Problems to solve>
1) In the walleye thread, where do the vast majority of Erie walleye spawn?
2) Please repeat the stretch of the walleye thread from "The last couple" through "(Jul 7, 2004)".

Document segment>
# Inland lake Walleye



## JIG (Nov 2, 2004)

The last couple years Ive been noticin a patern on spawning fish. A coulpe threads ago there was some talk about eyes using reefs to spawn on in Erie. Does anyone think its the same for smallier lakes? What would be the biggest reefs in our res.? What is your favorite tactic? Hope to hit a few lakes this year for them and was wondering what you thought! Thanks! JIG


----------



## Pond Scum (Jul 7, 2004)

Tha vast majority of Erie walleye spawn on the reefs. As for the inland lakes, you have to remember that there are very few lakes in Ohio that have natural reproduction of walleyes. Most are stocked.


----------



## JIG (Nov 2, 2004)

Very few natural indeed! Do You say that stockings dont reproduce? Didnt the DNR stock walleye's? Do you know of a site on stocking them? Anyone! :B


----------



## johnboy111711 (Apr 7, 2004)

at pymy there is supossed to be some reproducing in small creeks that flow into it and at the spill way...berlin has some nice rocky humps that fish could use.. squito may have some on the causeway rocks and at the dam. as far as west branch, i'd say they run the feeder creeks and use a few selcet points and beach areas with nice bottoms. berlin probably has the best spawning structure, between the humps and creeks.


----------



## BigDaddy300 (Nov 1, 2004)

Even if they don't reproduce they still go thru the motions. Rocky shorelines at night are usually good. Places where feeder creeks enter the main lake are also good spots to check.


----------



## JIG (Nov 2, 2004)

Would have to say that they move in at night and stay till dawn. Givin the right conditions. Almost seems as you catch them the same places in summer if the levels hold up. Guess its time(water/weather) and place let alone how you fish.


----------

Source data>
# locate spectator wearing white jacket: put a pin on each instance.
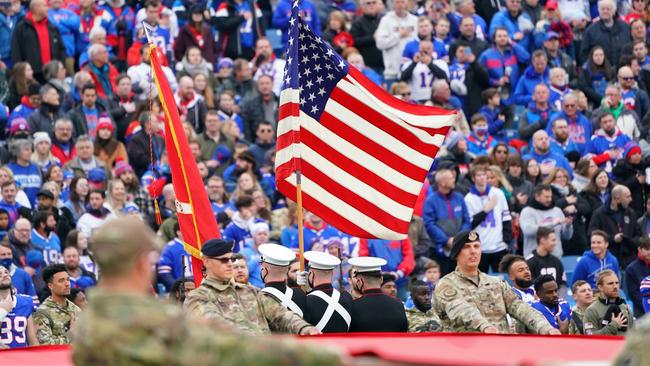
(395, 29)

Results for each task>
1) On the reefs.

2)
The last couple years Ive been noticin a patern on spawning fish. A coulpe threads ago there was some talk about eyes using reefs to spawn on in Erie. Does anyone think its the same for smallier lakes? What would be the biggest reefs in our res.? What is your favorite tactic? Hope to hit a few lakes this year for them and was wondering what you thought! Thanks! JIG


----------



## Pond Scum (Jul 7, 2004)